-------- THE RECORDS

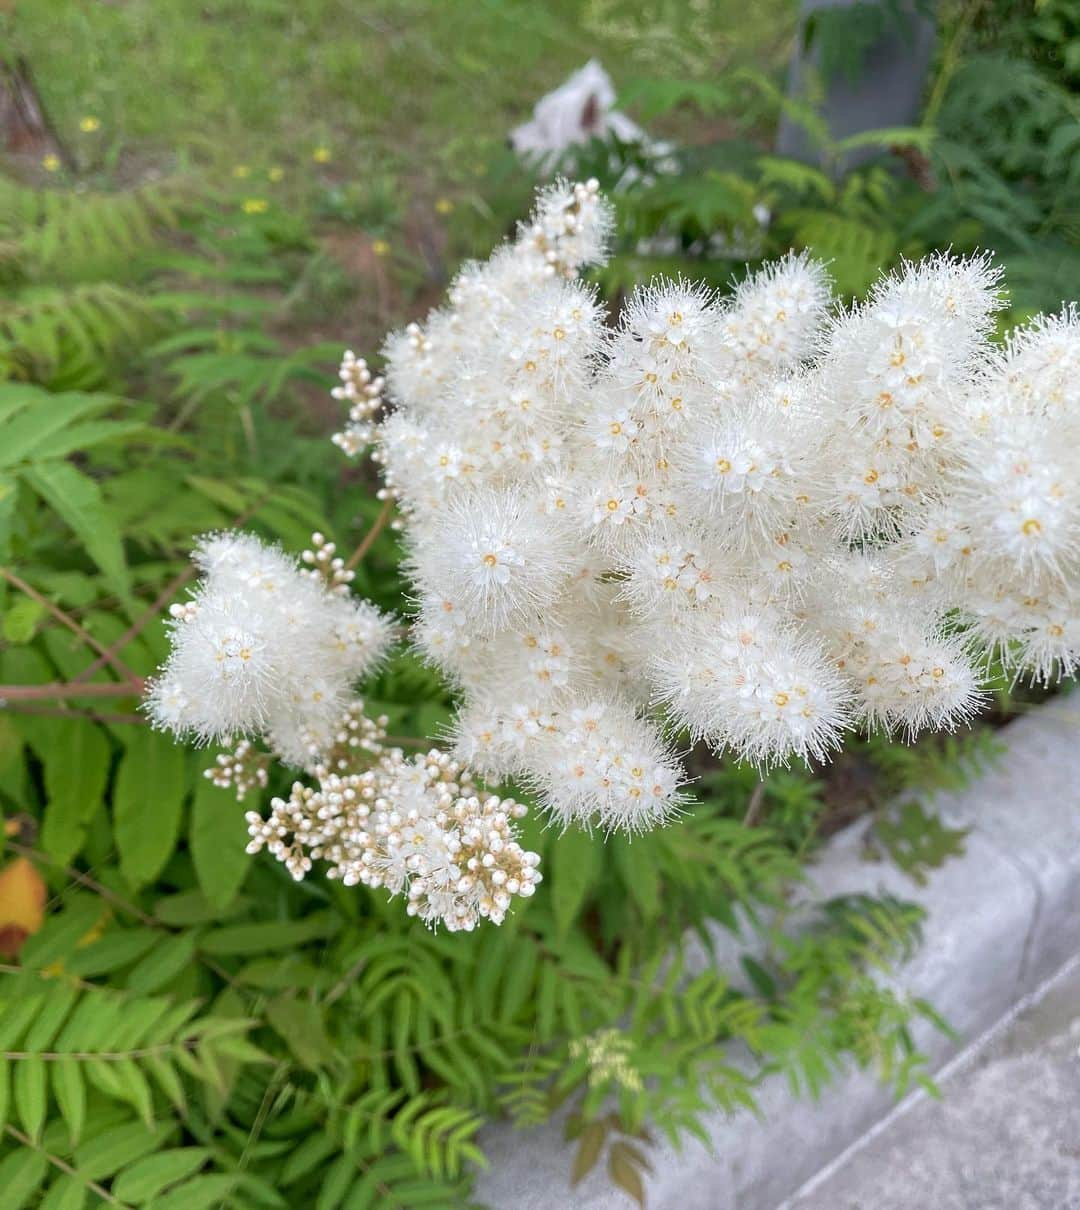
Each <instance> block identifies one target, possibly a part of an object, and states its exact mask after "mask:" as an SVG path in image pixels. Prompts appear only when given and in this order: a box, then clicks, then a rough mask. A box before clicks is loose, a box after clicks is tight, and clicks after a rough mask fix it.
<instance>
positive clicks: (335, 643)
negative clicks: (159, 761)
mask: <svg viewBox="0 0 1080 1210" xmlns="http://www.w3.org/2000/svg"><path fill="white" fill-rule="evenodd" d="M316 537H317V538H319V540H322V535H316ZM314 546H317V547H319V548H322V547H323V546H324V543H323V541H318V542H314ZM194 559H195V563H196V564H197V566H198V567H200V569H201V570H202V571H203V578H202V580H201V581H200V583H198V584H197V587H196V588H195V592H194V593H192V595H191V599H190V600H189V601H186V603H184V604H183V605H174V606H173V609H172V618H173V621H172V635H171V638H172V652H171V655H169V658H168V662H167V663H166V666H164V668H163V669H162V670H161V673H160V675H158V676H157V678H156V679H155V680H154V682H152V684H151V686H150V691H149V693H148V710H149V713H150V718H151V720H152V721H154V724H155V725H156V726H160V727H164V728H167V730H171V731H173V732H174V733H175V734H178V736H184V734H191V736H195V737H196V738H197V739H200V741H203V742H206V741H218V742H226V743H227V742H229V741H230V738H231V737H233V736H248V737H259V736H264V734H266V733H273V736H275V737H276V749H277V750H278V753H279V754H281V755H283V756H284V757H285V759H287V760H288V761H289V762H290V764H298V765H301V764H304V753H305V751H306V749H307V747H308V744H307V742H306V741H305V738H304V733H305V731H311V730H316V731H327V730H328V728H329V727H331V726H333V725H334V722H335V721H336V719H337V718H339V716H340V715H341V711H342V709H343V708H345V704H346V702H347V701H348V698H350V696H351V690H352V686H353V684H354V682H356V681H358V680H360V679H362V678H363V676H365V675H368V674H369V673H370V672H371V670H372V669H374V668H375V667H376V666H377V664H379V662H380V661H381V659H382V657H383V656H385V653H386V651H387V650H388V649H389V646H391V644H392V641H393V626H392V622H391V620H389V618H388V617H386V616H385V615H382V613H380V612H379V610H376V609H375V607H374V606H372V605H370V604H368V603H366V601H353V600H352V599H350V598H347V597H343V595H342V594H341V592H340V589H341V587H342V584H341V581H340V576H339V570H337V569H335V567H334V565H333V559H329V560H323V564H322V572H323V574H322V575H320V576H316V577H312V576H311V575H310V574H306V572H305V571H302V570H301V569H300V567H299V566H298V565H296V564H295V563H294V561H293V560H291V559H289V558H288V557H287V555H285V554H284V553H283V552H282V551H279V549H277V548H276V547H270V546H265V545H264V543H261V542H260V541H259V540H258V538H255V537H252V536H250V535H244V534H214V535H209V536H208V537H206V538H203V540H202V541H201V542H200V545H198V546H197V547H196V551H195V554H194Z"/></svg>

----------------

_ASSIGNED TASK_
Exclude the images and copy every record above exactly.

_RESPONSE FOR THIS EXERCISE_
Each <instance> block identifies one target, possibly a part of an object, and states its exact mask after "mask:" as an SVG path in image pixels. Prompts appear only when given and in this order: a box, then clicks, then a rough mask. A box before clicks is loose, a box after clicks is tight, and clicks after a rough mask fix it.
<instance>
positive clicks: (335, 643)
negative clicks: (159, 761)
mask: <svg viewBox="0 0 1080 1210" xmlns="http://www.w3.org/2000/svg"><path fill="white" fill-rule="evenodd" d="M316 537H317V538H319V540H322V535H316ZM314 546H317V547H319V548H322V547H323V546H324V543H323V541H318V542H314ZM194 559H195V563H196V564H197V566H198V567H200V569H201V570H202V571H203V578H202V580H201V581H200V583H198V584H197V587H196V588H195V592H194V593H192V595H191V599H190V600H189V601H186V603H184V604H183V605H174V606H173V609H172V618H173V621H172V635H171V638H172V652H171V655H169V658H168V662H167V663H166V666H164V668H163V669H162V670H161V673H160V675H158V676H157V678H156V679H155V680H154V682H152V684H151V686H150V691H149V693H148V710H149V713H150V718H151V720H152V721H154V724H155V725H156V726H160V727H164V728H167V730H171V731H173V732H174V733H175V734H178V736H184V734H191V736H195V737H196V738H197V739H200V741H203V742H206V741H218V742H226V743H227V742H229V741H230V738H231V737H233V736H248V737H259V736H264V734H266V733H273V736H275V737H276V749H277V750H278V753H279V754H281V755H283V756H284V757H285V759H287V760H288V761H289V762H290V764H298V765H301V764H304V753H305V751H306V749H307V747H308V744H307V742H306V741H305V738H304V733H305V731H311V730H316V731H327V730H328V728H329V727H331V726H333V725H334V722H335V721H336V719H337V718H339V716H340V715H341V711H342V709H343V708H345V704H346V702H347V701H348V698H350V696H351V690H352V686H353V684H354V682H356V681H358V680H360V679H362V678H363V676H365V675H368V674H369V673H370V672H371V670H372V669H374V668H375V667H376V666H377V664H379V662H380V661H381V659H382V657H383V656H385V653H386V651H387V650H388V649H389V646H391V644H392V641H393V626H392V622H391V620H389V618H388V617H386V616H385V615H382V613H380V612H379V610H376V609H375V607H374V606H372V605H370V604H368V603H366V601H353V600H352V599H350V598H347V597H343V595H342V594H341V592H340V589H341V587H342V584H341V581H340V576H339V570H337V569H335V567H334V565H333V559H329V560H323V564H322V572H323V574H322V575H320V576H316V577H312V576H311V575H310V574H306V572H305V571H302V570H301V569H300V567H299V566H298V565H296V564H295V563H294V561H293V560H291V559H289V558H288V557H287V555H285V554H284V553H283V552H282V551H279V549H277V548H276V547H270V546H265V545H264V543H261V542H260V541H259V540H258V538H255V537H252V536H250V535H244V534H214V535H209V536H208V537H206V538H203V540H202V541H201V542H200V545H198V546H197V547H196V551H195V554H194Z"/></svg>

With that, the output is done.